> [WORK REQUIRED]:
Print the listing exactly, but only as far as the line containing "Outline any hood scoop you see.". The first line and that line are both included.
━━━ MATERIAL FOR THIS EXERCISE
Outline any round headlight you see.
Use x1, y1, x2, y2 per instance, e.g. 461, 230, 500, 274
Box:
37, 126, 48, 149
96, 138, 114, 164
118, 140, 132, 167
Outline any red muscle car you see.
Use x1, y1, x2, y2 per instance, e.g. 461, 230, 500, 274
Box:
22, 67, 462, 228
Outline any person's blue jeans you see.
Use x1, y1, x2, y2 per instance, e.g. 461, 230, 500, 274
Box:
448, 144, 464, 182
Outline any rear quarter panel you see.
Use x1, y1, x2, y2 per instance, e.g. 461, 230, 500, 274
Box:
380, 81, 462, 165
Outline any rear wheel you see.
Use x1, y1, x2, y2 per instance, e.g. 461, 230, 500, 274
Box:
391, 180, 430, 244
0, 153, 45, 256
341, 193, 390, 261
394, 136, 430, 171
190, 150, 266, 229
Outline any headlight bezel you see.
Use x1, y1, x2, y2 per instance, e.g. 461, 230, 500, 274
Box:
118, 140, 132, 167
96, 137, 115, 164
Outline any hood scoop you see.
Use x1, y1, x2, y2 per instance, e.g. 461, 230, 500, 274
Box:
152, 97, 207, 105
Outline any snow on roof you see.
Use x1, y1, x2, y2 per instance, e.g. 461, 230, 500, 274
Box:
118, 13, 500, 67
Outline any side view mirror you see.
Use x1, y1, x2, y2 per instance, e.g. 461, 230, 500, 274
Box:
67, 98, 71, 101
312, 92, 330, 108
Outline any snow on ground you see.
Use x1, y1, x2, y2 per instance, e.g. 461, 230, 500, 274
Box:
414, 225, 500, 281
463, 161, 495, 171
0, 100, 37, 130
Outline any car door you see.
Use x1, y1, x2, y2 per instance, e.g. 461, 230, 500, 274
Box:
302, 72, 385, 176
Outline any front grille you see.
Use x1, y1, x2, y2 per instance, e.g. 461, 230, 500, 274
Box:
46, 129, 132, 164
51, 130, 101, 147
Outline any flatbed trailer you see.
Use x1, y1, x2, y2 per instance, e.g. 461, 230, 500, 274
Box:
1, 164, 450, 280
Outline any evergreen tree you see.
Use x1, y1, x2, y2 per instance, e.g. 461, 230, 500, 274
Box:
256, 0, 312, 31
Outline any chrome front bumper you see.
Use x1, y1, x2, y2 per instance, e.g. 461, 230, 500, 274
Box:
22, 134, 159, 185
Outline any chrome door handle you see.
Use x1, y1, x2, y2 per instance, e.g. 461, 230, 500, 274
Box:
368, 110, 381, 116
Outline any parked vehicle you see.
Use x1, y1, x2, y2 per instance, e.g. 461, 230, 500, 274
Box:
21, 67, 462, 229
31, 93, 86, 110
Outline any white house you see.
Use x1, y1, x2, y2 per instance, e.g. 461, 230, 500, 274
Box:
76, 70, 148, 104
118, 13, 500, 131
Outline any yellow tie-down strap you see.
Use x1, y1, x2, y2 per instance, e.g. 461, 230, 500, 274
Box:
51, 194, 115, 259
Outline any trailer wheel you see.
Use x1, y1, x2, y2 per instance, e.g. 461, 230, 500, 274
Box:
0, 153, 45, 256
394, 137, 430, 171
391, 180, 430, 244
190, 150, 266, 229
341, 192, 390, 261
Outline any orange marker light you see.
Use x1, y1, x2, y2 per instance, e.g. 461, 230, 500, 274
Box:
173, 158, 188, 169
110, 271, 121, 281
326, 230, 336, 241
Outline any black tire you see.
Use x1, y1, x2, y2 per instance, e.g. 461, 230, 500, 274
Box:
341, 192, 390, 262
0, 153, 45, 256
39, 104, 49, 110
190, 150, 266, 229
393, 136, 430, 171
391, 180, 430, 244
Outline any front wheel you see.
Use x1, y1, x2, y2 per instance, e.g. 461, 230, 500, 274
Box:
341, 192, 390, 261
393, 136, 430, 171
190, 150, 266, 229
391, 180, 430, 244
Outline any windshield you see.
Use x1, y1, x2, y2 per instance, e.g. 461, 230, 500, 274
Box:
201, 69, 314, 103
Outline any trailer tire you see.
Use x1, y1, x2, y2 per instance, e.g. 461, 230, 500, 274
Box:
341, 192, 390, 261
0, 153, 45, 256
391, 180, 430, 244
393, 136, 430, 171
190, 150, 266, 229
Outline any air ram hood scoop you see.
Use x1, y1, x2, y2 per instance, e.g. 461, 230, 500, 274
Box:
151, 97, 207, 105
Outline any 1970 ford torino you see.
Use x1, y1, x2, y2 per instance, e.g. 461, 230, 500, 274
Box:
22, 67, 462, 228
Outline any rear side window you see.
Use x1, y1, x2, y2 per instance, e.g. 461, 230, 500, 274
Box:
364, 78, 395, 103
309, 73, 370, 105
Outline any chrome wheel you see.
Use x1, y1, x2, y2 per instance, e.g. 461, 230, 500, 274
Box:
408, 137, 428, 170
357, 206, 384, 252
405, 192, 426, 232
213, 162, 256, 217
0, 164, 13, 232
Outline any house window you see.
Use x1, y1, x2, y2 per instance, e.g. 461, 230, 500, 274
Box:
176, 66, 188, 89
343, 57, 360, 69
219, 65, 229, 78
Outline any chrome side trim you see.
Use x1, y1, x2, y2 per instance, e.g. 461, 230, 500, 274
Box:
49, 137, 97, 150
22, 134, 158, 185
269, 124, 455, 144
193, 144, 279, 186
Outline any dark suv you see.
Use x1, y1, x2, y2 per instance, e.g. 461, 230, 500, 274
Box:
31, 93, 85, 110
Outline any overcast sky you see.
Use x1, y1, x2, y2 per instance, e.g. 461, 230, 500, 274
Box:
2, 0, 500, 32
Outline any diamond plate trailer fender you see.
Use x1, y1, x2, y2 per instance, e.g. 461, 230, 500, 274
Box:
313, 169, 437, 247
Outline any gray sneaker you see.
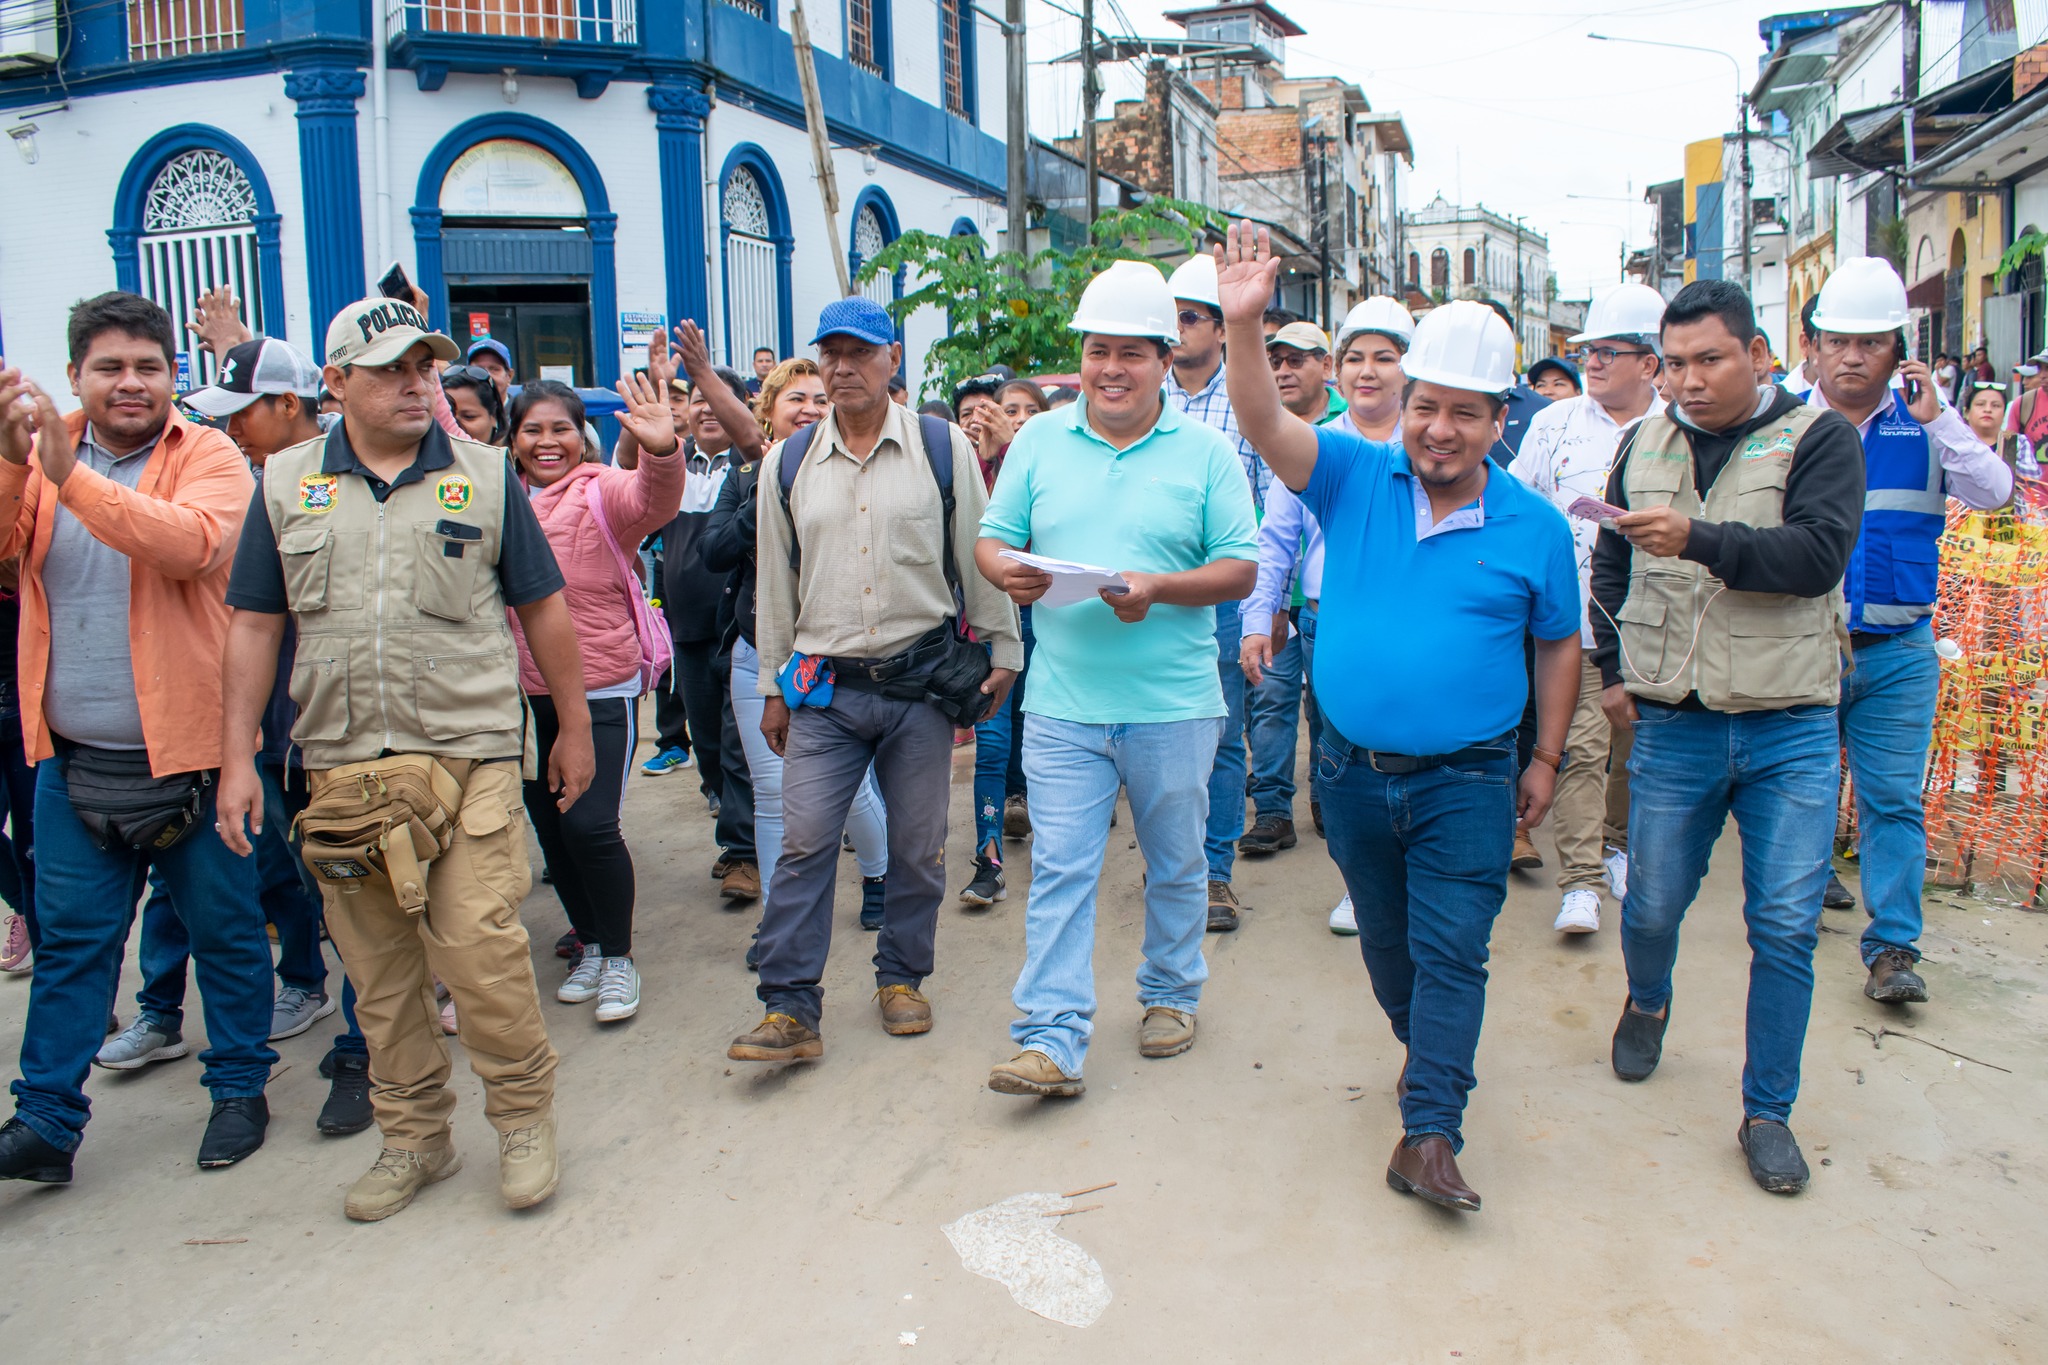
━━━━━━
> [RESPONSE]:
Outline any round headlight you see.
Use x1, y1, x2, y2 per instance, e.g. 461, 230, 500, 274
Box:
37, 126, 48, 149
96, 138, 114, 164
118, 140, 132, 167
Outline any red muscle car you see.
Use x1, y1, x2, y2 per instance, e.g. 461, 230, 500, 274
Box:
22, 67, 462, 228
Outline any person's blue jeans you see.
Use x1, y1, x2, y2 per instance, e.g. 461, 230, 500, 274
Box:
448, 144, 464, 182
Outline any rear quarter panel you see.
Use x1, y1, x2, y2 per instance, e.g. 461, 230, 500, 274
Box:
380, 81, 462, 165
Outline any rear wheel you see.
Use x1, y1, x2, y2 per instance, e.g. 461, 230, 500, 274
Box:
391, 180, 430, 244
0, 153, 45, 256
341, 193, 390, 261
394, 136, 430, 171
190, 150, 266, 229
Outline any headlight bezel you see.
Use x1, y1, x2, y2 per instance, e.g. 461, 230, 500, 274
Box:
118, 140, 132, 167
96, 137, 115, 164
Outline any hood scoop you see.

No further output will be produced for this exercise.